- _To do_:
Starting with the line that contains "boy in blue" and continuing through the end of the entries, copy every line unchanged except for the coordinates in the answers, each of which is offset by -118.

*** Data extract

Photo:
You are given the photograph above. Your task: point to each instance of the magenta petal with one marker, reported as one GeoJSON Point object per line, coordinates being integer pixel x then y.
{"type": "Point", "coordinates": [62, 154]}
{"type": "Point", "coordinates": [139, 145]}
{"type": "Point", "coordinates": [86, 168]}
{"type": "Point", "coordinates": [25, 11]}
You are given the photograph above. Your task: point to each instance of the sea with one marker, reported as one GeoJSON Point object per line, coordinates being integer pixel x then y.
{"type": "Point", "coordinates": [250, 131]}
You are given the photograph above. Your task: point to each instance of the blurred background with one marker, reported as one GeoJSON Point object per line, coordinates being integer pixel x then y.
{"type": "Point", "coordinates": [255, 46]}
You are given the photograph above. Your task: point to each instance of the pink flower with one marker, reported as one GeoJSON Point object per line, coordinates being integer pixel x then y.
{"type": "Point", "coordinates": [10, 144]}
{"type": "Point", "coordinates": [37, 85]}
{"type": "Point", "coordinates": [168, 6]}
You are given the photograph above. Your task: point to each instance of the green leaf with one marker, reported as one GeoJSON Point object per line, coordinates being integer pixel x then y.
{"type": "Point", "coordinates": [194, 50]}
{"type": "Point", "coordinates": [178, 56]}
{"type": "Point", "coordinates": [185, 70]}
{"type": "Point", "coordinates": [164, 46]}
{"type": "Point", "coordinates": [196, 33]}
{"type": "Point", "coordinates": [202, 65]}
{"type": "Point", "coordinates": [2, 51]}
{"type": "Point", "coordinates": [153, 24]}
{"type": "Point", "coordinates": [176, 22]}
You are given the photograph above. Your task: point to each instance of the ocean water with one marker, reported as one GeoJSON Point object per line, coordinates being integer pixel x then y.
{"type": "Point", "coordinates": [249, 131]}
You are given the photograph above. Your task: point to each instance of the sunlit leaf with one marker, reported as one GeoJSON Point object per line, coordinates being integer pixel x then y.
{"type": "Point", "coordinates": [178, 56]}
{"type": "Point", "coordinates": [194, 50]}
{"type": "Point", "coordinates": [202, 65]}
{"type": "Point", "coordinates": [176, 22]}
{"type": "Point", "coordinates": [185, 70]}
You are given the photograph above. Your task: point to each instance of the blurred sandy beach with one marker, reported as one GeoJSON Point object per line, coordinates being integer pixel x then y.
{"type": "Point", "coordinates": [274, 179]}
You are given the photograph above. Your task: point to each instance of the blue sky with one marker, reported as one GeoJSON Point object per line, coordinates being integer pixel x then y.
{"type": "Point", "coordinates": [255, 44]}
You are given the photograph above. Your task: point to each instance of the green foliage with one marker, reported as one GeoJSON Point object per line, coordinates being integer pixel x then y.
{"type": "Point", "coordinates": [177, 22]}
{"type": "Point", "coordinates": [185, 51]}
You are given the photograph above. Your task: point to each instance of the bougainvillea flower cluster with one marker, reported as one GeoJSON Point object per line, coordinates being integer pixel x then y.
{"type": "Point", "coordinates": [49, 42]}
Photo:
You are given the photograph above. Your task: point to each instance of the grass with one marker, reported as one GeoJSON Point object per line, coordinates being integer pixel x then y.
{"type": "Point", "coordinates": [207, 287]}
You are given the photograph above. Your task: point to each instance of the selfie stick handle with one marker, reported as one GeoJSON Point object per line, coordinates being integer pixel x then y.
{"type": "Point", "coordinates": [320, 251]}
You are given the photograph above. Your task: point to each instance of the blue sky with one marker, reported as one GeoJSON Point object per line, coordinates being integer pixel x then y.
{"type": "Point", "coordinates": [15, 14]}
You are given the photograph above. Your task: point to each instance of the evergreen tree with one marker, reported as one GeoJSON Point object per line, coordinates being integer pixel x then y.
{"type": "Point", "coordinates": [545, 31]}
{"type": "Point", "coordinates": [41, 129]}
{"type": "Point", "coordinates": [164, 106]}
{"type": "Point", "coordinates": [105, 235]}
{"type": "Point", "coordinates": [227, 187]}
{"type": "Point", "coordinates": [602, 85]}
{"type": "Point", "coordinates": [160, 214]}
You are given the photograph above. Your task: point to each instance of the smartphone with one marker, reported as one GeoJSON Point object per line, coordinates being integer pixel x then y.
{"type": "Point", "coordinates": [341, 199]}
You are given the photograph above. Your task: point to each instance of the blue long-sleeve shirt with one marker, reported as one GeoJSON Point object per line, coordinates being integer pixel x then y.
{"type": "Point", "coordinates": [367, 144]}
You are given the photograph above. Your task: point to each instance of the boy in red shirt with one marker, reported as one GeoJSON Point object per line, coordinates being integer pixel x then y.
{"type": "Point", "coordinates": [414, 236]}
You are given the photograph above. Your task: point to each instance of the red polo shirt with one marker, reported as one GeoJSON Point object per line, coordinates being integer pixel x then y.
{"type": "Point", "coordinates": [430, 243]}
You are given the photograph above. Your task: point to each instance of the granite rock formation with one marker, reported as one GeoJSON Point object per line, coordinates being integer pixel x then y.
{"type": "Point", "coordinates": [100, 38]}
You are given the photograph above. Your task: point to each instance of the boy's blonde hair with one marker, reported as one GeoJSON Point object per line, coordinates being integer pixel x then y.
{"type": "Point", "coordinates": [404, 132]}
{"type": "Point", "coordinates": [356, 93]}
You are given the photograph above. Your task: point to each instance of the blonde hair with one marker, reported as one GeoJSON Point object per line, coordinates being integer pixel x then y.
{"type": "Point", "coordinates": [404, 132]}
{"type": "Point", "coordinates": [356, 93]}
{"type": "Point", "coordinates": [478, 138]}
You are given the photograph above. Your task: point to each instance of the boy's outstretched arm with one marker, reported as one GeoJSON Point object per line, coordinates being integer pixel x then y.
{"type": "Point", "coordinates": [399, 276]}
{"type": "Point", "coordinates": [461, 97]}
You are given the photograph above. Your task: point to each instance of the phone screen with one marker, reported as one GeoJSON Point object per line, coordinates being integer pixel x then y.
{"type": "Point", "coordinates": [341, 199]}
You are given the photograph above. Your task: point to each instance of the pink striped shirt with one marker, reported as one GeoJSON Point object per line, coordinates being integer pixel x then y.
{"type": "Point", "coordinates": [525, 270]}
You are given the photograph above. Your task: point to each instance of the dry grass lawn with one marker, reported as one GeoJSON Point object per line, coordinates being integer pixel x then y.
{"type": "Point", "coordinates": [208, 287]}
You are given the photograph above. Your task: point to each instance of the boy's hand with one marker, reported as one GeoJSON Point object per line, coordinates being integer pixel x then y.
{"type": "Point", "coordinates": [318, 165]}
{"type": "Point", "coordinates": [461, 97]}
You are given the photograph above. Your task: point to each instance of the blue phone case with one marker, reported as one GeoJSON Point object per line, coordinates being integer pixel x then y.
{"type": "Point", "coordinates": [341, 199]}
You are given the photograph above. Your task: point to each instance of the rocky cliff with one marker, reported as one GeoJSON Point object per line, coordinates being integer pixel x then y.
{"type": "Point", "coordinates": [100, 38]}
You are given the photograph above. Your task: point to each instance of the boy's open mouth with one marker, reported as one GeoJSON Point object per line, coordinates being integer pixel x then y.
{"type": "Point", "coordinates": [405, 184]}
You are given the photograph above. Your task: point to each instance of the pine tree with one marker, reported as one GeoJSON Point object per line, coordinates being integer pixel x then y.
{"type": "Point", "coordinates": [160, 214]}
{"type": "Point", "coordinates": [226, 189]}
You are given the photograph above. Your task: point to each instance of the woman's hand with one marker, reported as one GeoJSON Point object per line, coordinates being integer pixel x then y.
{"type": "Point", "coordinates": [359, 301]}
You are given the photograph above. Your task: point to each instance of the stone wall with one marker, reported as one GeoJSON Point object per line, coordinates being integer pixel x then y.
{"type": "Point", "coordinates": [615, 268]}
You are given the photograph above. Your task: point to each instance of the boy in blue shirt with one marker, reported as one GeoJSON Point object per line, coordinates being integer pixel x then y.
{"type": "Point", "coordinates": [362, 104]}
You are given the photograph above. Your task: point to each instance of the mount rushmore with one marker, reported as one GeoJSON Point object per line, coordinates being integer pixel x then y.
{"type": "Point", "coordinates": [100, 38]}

******

- _Result of the task_:
You are given the photograph above. Your task: point to each instance of the boy in blue shirt with one marker, reported as one GeoJSON Point object per line, coordinates being integer pixel x then y.
{"type": "Point", "coordinates": [244, -14]}
You are given the photograph above. Your task: point to each instance of the mount rushmore with one marker, reported as one GeoJSON Point object per line, coordinates being integer pixel x then y.
{"type": "Point", "coordinates": [-18, -80]}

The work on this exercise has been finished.